## [TASK STATEMENT]
Output every entry below word for word, minus the images.

## [DATA PROVIDED]
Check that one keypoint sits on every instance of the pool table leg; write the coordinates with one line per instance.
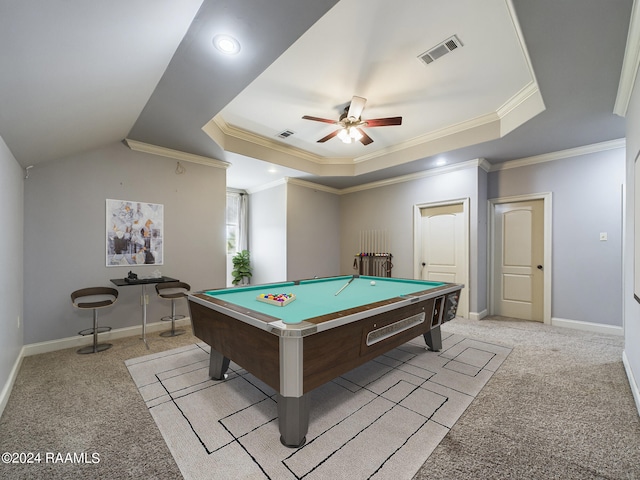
(293, 419)
(433, 338)
(218, 365)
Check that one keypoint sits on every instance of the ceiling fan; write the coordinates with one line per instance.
(351, 123)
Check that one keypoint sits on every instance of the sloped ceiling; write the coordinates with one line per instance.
(531, 77)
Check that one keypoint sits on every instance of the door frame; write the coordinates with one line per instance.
(546, 197)
(417, 239)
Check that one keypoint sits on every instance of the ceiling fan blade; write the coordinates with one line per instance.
(383, 122)
(365, 139)
(328, 137)
(318, 119)
(356, 107)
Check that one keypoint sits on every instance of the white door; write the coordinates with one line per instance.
(443, 248)
(518, 260)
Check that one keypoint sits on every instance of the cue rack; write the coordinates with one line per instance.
(373, 264)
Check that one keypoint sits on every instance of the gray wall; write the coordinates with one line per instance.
(631, 307)
(313, 233)
(11, 257)
(64, 241)
(390, 208)
(587, 200)
(294, 233)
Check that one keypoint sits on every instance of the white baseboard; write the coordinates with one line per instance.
(8, 386)
(477, 316)
(78, 341)
(632, 381)
(587, 326)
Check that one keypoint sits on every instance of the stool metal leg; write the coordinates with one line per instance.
(95, 348)
(173, 332)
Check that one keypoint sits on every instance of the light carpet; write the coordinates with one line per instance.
(381, 420)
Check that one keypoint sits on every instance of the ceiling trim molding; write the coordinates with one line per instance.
(267, 186)
(426, 138)
(518, 99)
(478, 162)
(630, 63)
(175, 154)
(241, 134)
(549, 157)
(313, 186)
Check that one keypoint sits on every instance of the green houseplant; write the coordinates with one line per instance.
(241, 267)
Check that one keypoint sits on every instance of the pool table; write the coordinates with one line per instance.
(333, 325)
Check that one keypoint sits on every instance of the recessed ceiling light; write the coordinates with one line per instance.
(226, 44)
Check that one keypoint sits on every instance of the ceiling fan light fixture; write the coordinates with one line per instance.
(226, 44)
(344, 135)
(354, 133)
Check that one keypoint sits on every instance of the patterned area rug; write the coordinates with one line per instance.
(379, 421)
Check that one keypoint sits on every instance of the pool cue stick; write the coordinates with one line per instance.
(344, 286)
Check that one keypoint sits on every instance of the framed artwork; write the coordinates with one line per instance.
(134, 233)
(636, 229)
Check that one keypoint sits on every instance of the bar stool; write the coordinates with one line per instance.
(94, 298)
(172, 291)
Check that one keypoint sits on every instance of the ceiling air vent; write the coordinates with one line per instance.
(441, 49)
(285, 134)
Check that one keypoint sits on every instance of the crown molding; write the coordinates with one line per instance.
(267, 186)
(630, 63)
(549, 157)
(175, 154)
(478, 162)
(241, 134)
(313, 186)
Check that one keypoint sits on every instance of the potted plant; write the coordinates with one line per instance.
(241, 268)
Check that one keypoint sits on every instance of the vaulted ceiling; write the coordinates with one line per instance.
(525, 78)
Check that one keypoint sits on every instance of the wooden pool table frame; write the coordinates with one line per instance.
(294, 359)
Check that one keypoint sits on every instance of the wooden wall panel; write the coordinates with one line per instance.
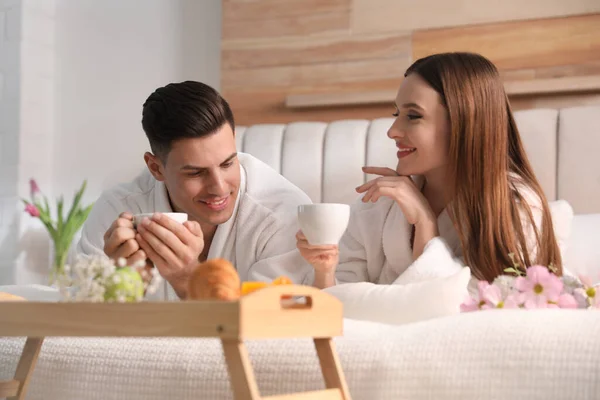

## [WRITTEN ANSWER]
Check that one keypoint sits on every instance of the pool table leg; write the coordinates with one line per instance.
(293, 419)
(433, 338)
(218, 365)
Check that one keypoint sits on every instance of the ceiling fan; write the coordinates with one line per instance.
(351, 123)
Check that one keypoint sits on every instance of the sloped ceiling; write the coordinates with one line per instance.
(531, 77)
Check that one keypoint sits on every instance of the door frame; write the coordinates with one line per instance.
(546, 197)
(417, 239)
Check that one keypoint sits on every instance of the ceiling fan blade; write the coordinates with one line per instance.
(383, 122)
(365, 139)
(328, 137)
(318, 119)
(356, 107)
Check that one keypoint sits on every instance of the white door; write the coordinates with one line per instance.
(443, 248)
(518, 260)
Check that one keypoint sits on every instance of the cue rack; write the coordinates with one line per instance.
(373, 264)
Check that one keypoint sits on every instance of the gray wall; write the coordinates with one line per instance.
(631, 307)
(313, 233)
(11, 257)
(64, 241)
(390, 208)
(587, 200)
(294, 233)
Check that one keypoint sits on every instance of the white baseboard; write the coordinates with one line per instance.
(8, 386)
(477, 316)
(78, 341)
(632, 381)
(587, 326)
Check that one keypoint sits on every instance of the stool metal leg; write the coordinates with one line per instance.
(95, 348)
(173, 332)
Check that one keypoint sits on every instance of the light carpet; write the coordinates with one line per instance.
(381, 420)
Check that one keypoint sits on every instance of the ceiling trim molding; write the coordinates with one line per instance.
(267, 186)
(426, 138)
(518, 99)
(478, 162)
(630, 63)
(175, 154)
(241, 134)
(549, 157)
(313, 186)
Check that one keypoint sits on every instance of the green houseplant; write the coordinates with one line per instance.
(241, 267)
Check that one keypoint sits on every instance of the pool table; write the coordinates with one line per instance.
(333, 325)
Check that one keypoint sits on every instance of the recessed ceiling light; write the coordinates with one line per instance.
(226, 44)
Check that one keypoint sits on every instance of the ceiling fan light fixture; write the coordinates with one line per instance.
(226, 44)
(344, 135)
(354, 133)
Check that one keypoint sits on every instance of the patterned area rug; write the coordinates with one line per instance.
(379, 421)
Check that one keypoint sits on every instance of the pool cue stick; write the coordinates with one line per instance.
(344, 286)
Check that one keypoint sits on every instance of the framed artwork; write the coordinates with one line per instance.
(134, 233)
(636, 229)
Check that one keypoint sits on every instance of the bar stool; write the coordinates with one line per instance.
(94, 298)
(172, 291)
Check that one keypoint sits on every instance of the ceiling air vent; write the coordinates with one line per instance.
(441, 49)
(285, 134)
Check that one keypoint sits on every instance of the crown molding; write the coordinates with one line per instance.
(267, 186)
(630, 63)
(549, 157)
(175, 154)
(478, 162)
(241, 134)
(313, 186)
Check that one keypoint sits on every instance of the potted plant; write the coordinates with one line per instance.
(241, 268)
Check that one keypoint sits on every instance of the vaulted ceiling; write the coordinates with one line per instance.
(525, 78)
Check that one keypoint sits on every instance of the wooden pool table frame; write the coordinates with one line per instance.
(294, 359)
Check that one keypoint sits on every instance of the wooden wall panel; write the coordinates with one line per instance.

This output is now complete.